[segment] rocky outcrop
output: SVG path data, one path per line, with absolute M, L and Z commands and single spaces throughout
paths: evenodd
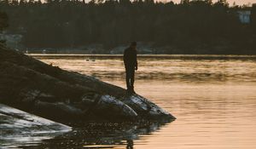
M 71 129 L 64 124 L 0 104 L 0 148 L 49 139 Z
M 0 47 L 0 103 L 57 122 L 175 119 L 119 87 Z M 86 69 L 86 68 L 85 68 Z

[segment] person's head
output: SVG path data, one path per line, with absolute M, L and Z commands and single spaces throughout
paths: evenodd
M 136 49 L 136 47 L 137 47 L 137 43 L 136 43 L 136 42 L 131 42 L 130 47 L 132 48 L 132 49 Z

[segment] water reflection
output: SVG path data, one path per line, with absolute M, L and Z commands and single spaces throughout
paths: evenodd
M 21 147 L 132 149 L 134 140 L 138 140 L 140 135 L 148 135 L 159 130 L 166 123 L 83 124 L 71 132 L 46 140 L 37 146 Z
M 92 61 L 86 60 L 84 56 L 74 55 L 72 59 L 65 56 L 41 60 L 118 86 L 125 85 L 120 57 L 95 57 Z M 133 144 L 137 149 L 256 148 L 255 56 L 204 56 L 139 59 L 137 93 L 172 112 L 177 117 L 175 122 L 154 131 L 144 128 L 144 133 L 141 134 L 137 133 L 137 129 L 124 129 L 123 132 L 117 129 L 119 133 L 113 135 L 112 131 L 116 130 L 111 127 L 104 129 L 106 133 L 89 129 L 91 132 L 86 134 L 88 129 L 84 128 L 80 134 L 79 130 L 64 135 L 66 138 L 60 136 L 43 146 L 64 143 L 73 148 L 97 145 L 126 148 L 128 144 L 129 147 Z M 108 143 L 104 143 L 105 140 Z M 130 140 L 133 143 L 129 143 Z M 72 145 L 74 141 L 81 144 Z

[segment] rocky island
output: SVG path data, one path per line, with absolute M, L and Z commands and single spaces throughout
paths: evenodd
M 0 54 L 1 104 L 70 125 L 175 119 L 148 100 L 127 95 L 122 88 L 47 65 L 2 45 Z

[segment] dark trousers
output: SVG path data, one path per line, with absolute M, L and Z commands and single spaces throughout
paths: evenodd
M 128 91 L 134 91 L 135 66 L 125 66 L 126 87 Z

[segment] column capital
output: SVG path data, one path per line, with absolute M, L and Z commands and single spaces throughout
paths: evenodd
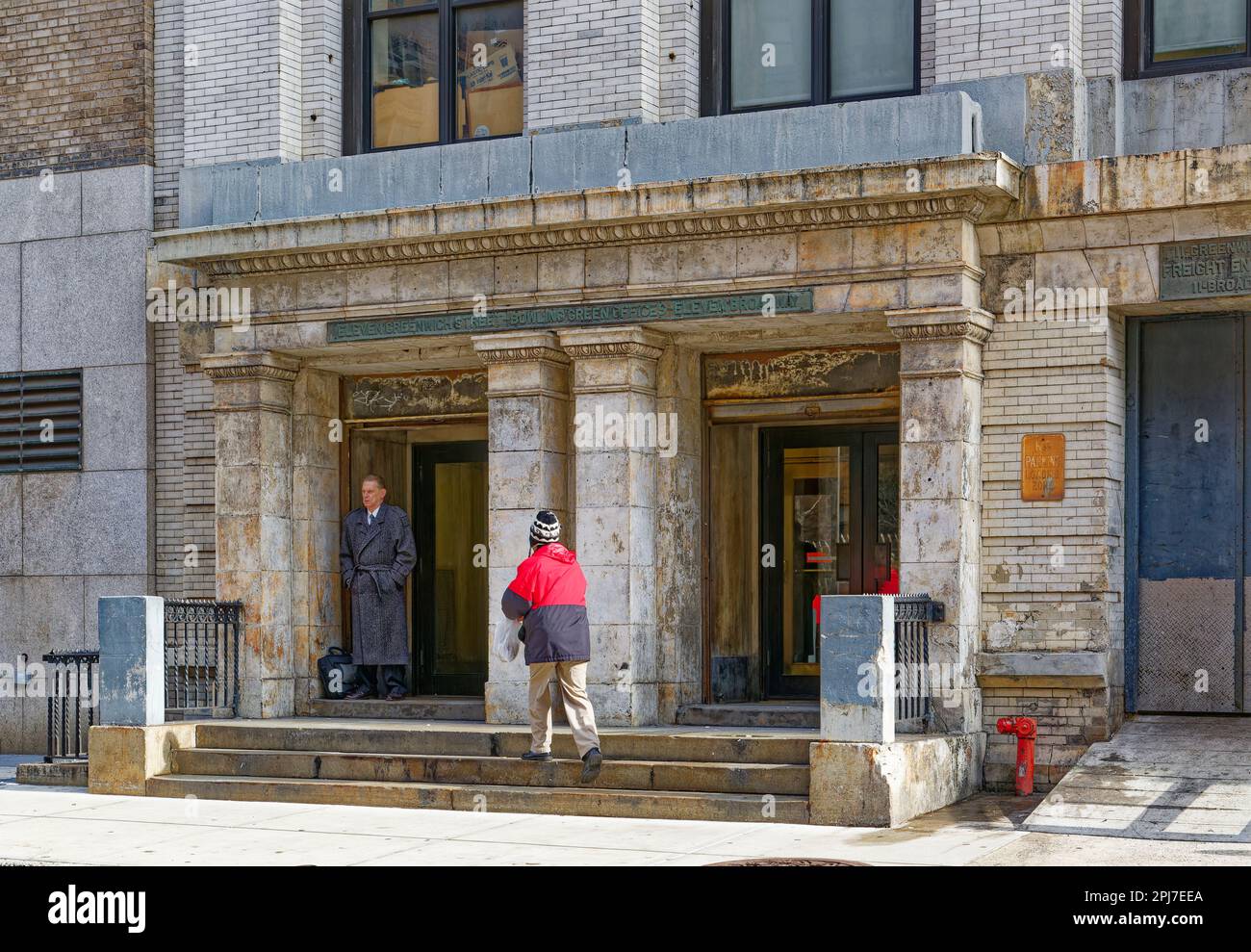
M 886 311 L 896 340 L 931 343 L 967 340 L 985 344 L 995 330 L 995 315 L 981 308 L 908 308 Z
M 519 364 L 545 360 L 568 364 L 569 358 L 560 349 L 550 330 L 504 330 L 498 334 L 475 334 L 473 349 L 484 364 Z
M 574 360 L 642 358 L 659 360 L 668 337 L 637 324 L 609 328 L 569 328 L 560 332 L 560 347 Z
M 210 380 L 275 380 L 295 383 L 300 362 L 270 350 L 235 350 L 206 354 L 200 367 Z
M 290 413 L 300 362 L 268 350 L 208 354 L 200 368 L 213 380 L 213 409 Z

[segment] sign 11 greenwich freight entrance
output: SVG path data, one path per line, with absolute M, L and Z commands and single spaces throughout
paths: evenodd
M 1251 294 L 1251 235 L 1160 245 L 1160 300 Z
M 570 304 L 554 308 L 485 310 L 482 314 L 465 310 L 455 314 L 413 315 L 380 320 L 333 320 L 327 325 L 325 333 L 328 343 L 345 344 L 354 340 L 385 340 L 388 338 L 647 324 L 656 320 L 694 320 L 699 318 L 762 316 L 771 311 L 796 314 L 808 310 L 812 310 L 812 288 L 799 288 L 731 294 L 718 298 L 661 298 L 605 304 Z

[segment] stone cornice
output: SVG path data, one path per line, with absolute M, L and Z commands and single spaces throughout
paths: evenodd
M 574 360 L 587 360 L 594 358 L 632 358 L 638 357 L 647 360 L 659 360 L 664 348 L 641 344 L 637 340 L 609 340 L 594 344 L 565 344 L 564 353 Z
M 208 354 L 201 358 L 204 374 L 210 380 L 270 380 L 295 383 L 299 362 L 270 352 L 239 352 Z
M 995 332 L 995 318 L 980 308 L 923 308 L 886 311 L 896 340 L 970 340 L 985 344 Z
M 552 364 L 567 364 L 569 358 L 563 350 L 550 347 L 510 347 L 483 348 L 478 357 L 484 364 L 523 364 L 532 360 L 547 360 Z
M 156 256 L 210 278 L 748 236 L 858 224 L 996 218 L 1020 169 L 980 154 L 587 189 L 159 234 Z

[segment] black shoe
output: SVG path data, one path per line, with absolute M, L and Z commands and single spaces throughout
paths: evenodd
M 582 758 L 582 782 L 592 783 L 599 776 L 599 768 L 603 763 L 604 756 L 599 753 L 598 747 L 587 751 L 587 756 Z

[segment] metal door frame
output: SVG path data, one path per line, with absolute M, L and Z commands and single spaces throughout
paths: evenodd
M 412 505 L 413 532 L 417 537 L 417 568 L 409 605 L 409 627 L 413 639 L 413 683 L 417 694 L 450 694 L 482 697 L 488 678 L 489 659 L 482 678 L 477 674 L 434 673 L 434 467 L 439 463 L 487 464 L 487 440 L 455 440 L 449 443 L 414 443 L 412 449 L 413 478 Z M 425 465 L 429 464 L 429 465 Z M 487 492 L 490 492 L 490 474 L 487 474 Z M 489 500 L 483 498 L 487 507 Z M 489 525 L 489 519 L 488 523 Z M 487 570 L 487 569 L 483 569 Z M 485 638 L 485 632 L 483 632 Z M 442 689 L 440 689 L 442 688 Z
M 772 542 L 777 545 L 776 553 L 781 555 L 781 534 L 774 539 L 773 533 L 781 533 L 781 519 L 786 518 L 786 513 L 782 512 L 781 492 L 783 450 L 846 445 L 851 450 L 848 475 L 851 477 L 851 510 L 853 513 L 852 587 L 863 589 L 864 577 L 872 562 L 872 548 L 866 542 L 866 533 L 869 527 L 877 527 L 877 448 L 883 443 L 889 443 L 892 437 L 898 443 L 899 428 L 896 424 L 762 427 L 758 444 L 759 478 L 757 480 L 761 544 Z M 771 569 L 763 565 L 758 570 L 761 697 L 772 699 L 814 698 L 819 694 L 819 676 L 786 676 L 781 673 L 778 652 L 782 639 L 779 634 L 774 637 L 773 632 L 773 625 L 786 609 L 782 604 L 781 568 L 782 562 L 778 558 L 774 575 L 771 575 Z M 777 668 L 776 673 L 774 668 Z M 812 684 L 811 689 L 804 687 L 806 683 Z
M 1245 570 L 1248 562 L 1246 515 L 1251 512 L 1246 479 L 1246 408 L 1251 405 L 1251 374 L 1247 373 L 1247 333 L 1246 314 L 1241 311 L 1215 311 L 1202 314 L 1161 314 L 1146 318 L 1126 318 L 1125 322 L 1125 711 L 1135 713 L 1138 709 L 1138 529 L 1140 507 L 1138 465 L 1140 465 L 1140 407 L 1142 393 L 1142 325 L 1162 324 L 1197 318 L 1233 318 L 1237 352 L 1241 359 L 1235 367 L 1235 393 L 1238 405 L 1235 408 L 1235 467 L 1238 490 L 1238 534 L 1240 544 L 1235 550 L 1233 579 L 1233 706 L 1240 713 L 1247 712 L 1246 684 L 1246 618 L 1245 618 Z M 1241 424 L 1241 425 L 1238 425 Z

----------

■ Instructions for the task
Express the data starting at the line that contains "[segment] column capital" and ending at the line that contains "M 290 413 L" as a two-column CSV with the headers instruction and response. Each row holds one instruction's text and its answer, each in a single quoted field with line breaks turned into spaces, and the pictures are left out.

■ Answer to this task
instruction,response
"[segment] column capital output: SVG path data, one path per line, with absolute M, L and Z commands and single spaces throughout paths: evenodd","M 886 311 L 896 340 L 931 343 L 967 340 L 985 344 L 995 330 L 995 315 L 981 308 L 908 308 Z M 519 364 L 545 360 L 568 364 L 569 358 L 560 349 L 550 330 L 504 330 L 498 334 L 475 334 L 473 349 L 484 364 Z M 574 360 L 642 358 L 659 360 L 668 337 L 637 324 L 609 328 L 569 328 L 560 332 L 560 347 Z M 210 380 L 275 380 L 295 383 L 300 362 L 270 350 L 235 350 L 206 354 L 200 367 Z M 290 413 L 300 362 L 268 350 L 208 354 L 200 368 L 213 380 L 213 409 Z"